**Selected extract:**
....

What Happens During exec()
From execve() syscall to a running new process
Overview
execve() replaces the current process image with a new one. The PID stays the same, but the address space, file descriptors (non-O_CLOEXEC), and registers are replaced:
execve("./myprogram", argv, envp)
│
├─ syscall entry → do_execveat_common()
├─ bprm allocation (struct linux_binprm)
├─ bprm_init: open + read file header
├─ search_binary_handler: find ELF/script handler
├─ load_elf_binary:
│ ├─ parse ELF headers, validate
│ ├─ flush old address space (exec_mmap)
│ ├─ map PT_LOAD segments → VMAs
│ ├─ map interpreter (ld.so) → VMAs
│ ├─ setup stack (argv, envp, auxv)

....

**Material provided:**
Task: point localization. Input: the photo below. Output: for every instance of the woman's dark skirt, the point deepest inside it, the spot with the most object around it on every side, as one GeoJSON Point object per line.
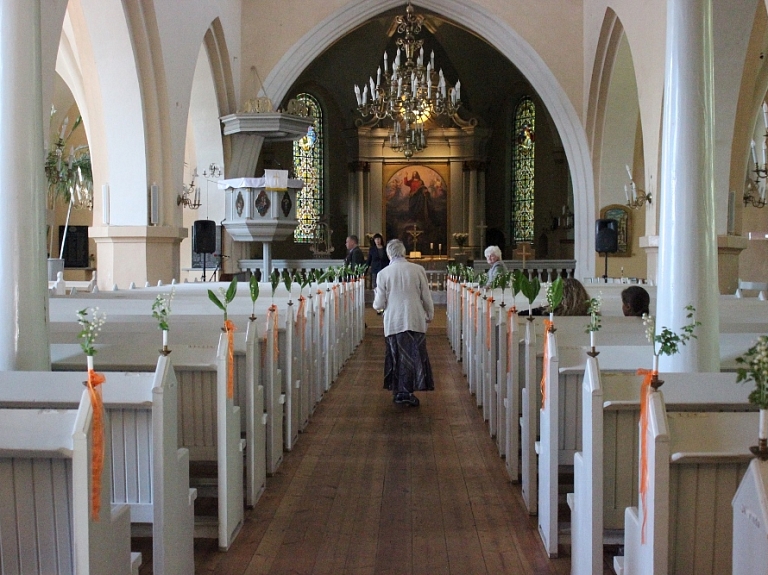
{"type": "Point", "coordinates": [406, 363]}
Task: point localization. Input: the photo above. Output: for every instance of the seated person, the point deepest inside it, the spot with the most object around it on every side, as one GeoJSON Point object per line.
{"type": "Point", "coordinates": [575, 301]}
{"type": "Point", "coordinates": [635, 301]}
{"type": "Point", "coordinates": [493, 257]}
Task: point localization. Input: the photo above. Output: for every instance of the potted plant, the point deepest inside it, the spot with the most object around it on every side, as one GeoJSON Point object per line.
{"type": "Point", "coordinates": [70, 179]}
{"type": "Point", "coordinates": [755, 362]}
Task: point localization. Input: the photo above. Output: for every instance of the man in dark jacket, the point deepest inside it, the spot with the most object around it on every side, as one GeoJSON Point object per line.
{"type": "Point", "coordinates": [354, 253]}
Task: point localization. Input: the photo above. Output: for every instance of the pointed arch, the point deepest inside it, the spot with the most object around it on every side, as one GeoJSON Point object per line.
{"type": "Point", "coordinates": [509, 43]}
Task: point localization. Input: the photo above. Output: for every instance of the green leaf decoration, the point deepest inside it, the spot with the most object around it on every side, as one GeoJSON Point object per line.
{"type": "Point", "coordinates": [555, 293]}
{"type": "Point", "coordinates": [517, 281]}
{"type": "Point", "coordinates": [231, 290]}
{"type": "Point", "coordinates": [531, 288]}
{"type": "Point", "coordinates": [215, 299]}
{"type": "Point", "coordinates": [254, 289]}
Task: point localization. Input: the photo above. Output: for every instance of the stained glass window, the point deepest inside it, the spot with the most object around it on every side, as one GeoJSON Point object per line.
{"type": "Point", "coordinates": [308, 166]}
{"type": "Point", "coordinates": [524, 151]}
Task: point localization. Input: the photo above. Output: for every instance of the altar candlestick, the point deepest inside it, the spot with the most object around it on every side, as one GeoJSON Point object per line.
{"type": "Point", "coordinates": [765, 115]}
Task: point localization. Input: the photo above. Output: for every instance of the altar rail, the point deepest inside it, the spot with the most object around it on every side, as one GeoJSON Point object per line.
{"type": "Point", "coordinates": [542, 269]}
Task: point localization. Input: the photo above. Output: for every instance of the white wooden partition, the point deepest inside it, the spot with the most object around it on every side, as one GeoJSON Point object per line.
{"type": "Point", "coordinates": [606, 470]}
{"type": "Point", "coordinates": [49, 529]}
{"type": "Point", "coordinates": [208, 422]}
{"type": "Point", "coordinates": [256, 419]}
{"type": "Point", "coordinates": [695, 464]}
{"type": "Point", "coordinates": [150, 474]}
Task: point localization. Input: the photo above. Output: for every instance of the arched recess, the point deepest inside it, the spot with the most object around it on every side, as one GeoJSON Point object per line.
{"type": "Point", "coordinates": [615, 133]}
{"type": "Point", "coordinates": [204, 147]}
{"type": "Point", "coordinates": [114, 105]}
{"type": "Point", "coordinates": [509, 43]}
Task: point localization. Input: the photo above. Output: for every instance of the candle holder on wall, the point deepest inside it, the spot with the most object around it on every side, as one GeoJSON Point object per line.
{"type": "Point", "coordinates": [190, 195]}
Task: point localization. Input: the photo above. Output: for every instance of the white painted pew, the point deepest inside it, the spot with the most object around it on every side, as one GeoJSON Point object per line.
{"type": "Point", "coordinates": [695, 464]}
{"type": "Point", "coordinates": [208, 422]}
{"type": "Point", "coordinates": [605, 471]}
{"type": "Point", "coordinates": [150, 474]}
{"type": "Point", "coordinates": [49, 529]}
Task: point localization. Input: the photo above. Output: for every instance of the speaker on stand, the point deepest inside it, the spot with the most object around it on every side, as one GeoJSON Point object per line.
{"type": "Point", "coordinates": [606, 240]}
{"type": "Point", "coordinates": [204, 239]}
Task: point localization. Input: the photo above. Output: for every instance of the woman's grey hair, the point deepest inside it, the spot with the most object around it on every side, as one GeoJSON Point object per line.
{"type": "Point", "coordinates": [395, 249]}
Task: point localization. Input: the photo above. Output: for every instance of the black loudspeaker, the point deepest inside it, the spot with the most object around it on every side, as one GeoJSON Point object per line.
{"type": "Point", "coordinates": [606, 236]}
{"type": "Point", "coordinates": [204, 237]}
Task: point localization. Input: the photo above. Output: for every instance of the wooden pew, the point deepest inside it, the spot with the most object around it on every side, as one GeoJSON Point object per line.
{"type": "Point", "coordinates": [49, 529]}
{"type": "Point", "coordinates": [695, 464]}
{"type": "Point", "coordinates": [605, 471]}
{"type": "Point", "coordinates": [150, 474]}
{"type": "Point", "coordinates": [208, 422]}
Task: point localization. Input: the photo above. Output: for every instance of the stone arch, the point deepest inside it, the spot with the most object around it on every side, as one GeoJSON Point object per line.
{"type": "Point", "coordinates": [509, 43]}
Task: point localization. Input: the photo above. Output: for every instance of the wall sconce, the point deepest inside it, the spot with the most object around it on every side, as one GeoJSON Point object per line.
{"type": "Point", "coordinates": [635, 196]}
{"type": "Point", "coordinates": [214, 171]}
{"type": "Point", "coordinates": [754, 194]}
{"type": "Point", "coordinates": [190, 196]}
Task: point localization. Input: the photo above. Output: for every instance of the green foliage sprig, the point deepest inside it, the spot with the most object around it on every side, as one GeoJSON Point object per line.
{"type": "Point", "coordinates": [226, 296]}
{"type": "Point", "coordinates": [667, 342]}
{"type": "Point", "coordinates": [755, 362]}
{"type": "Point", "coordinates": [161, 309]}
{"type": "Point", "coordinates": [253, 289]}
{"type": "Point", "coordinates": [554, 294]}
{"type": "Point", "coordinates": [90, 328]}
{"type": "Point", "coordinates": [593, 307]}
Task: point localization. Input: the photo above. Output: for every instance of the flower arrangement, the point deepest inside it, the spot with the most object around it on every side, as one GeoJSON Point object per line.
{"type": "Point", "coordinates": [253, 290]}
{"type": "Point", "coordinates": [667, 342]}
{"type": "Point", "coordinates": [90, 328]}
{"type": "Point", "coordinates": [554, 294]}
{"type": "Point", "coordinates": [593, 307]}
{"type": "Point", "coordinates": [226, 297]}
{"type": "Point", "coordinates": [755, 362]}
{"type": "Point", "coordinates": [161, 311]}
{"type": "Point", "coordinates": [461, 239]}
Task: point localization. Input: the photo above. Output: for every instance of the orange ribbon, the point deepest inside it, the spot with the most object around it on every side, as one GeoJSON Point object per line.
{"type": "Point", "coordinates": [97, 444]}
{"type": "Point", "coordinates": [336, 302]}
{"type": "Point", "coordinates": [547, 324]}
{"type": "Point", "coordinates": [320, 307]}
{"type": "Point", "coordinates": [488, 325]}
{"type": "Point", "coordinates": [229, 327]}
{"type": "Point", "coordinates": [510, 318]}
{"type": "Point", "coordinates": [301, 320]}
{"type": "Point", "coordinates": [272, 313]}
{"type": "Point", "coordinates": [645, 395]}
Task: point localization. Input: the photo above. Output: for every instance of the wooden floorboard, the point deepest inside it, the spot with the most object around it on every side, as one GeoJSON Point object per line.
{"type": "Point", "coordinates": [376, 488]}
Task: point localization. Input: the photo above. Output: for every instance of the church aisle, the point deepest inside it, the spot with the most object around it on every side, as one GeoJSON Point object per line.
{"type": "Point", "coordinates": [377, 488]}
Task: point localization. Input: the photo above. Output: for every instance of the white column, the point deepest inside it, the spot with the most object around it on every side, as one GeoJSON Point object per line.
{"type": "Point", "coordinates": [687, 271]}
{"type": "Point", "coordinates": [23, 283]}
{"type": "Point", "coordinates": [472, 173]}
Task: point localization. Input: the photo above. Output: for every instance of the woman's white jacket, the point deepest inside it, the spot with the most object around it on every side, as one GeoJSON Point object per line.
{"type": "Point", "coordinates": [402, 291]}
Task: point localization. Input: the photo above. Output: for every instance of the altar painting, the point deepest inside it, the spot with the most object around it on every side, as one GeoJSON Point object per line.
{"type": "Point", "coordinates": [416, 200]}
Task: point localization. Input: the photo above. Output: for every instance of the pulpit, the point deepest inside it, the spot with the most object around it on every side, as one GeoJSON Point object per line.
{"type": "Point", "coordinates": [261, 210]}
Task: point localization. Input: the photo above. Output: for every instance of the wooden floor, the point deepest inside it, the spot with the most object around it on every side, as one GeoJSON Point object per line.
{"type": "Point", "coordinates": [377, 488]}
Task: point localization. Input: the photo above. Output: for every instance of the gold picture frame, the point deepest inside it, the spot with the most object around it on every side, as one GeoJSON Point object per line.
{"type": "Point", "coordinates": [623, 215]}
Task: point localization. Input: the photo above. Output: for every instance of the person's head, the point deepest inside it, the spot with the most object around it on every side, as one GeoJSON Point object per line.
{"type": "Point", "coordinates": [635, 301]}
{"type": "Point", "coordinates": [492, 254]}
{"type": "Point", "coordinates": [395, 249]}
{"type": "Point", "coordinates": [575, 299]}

....

**Problem description:**
Please answer these questions from the exec() walkthrough:
(a) What does execve() leave unchanged in the process?
(b) Which struct is allocated in the bprm allocation step?
(c) Which interpreter does load_elf_binary map into VMAs?

**Result for this task:**
(a) The PID.
(b) struct linux_binprm.
(c) ld.so.